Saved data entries
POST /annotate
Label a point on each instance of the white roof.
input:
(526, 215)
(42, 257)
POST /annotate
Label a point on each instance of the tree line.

*PROBLEM TO WORK ON*
Present every line of the data above as a numbered list, leaving out any blank lines.

*RESPONSE TO THE TASK*
1. POST /annotate
2. Label a point on each instance of the white roof.
3. input:
4. (526, 215)
5. (42, 257)
6. POST /annotate
7. Label a point on each instance of the tree line.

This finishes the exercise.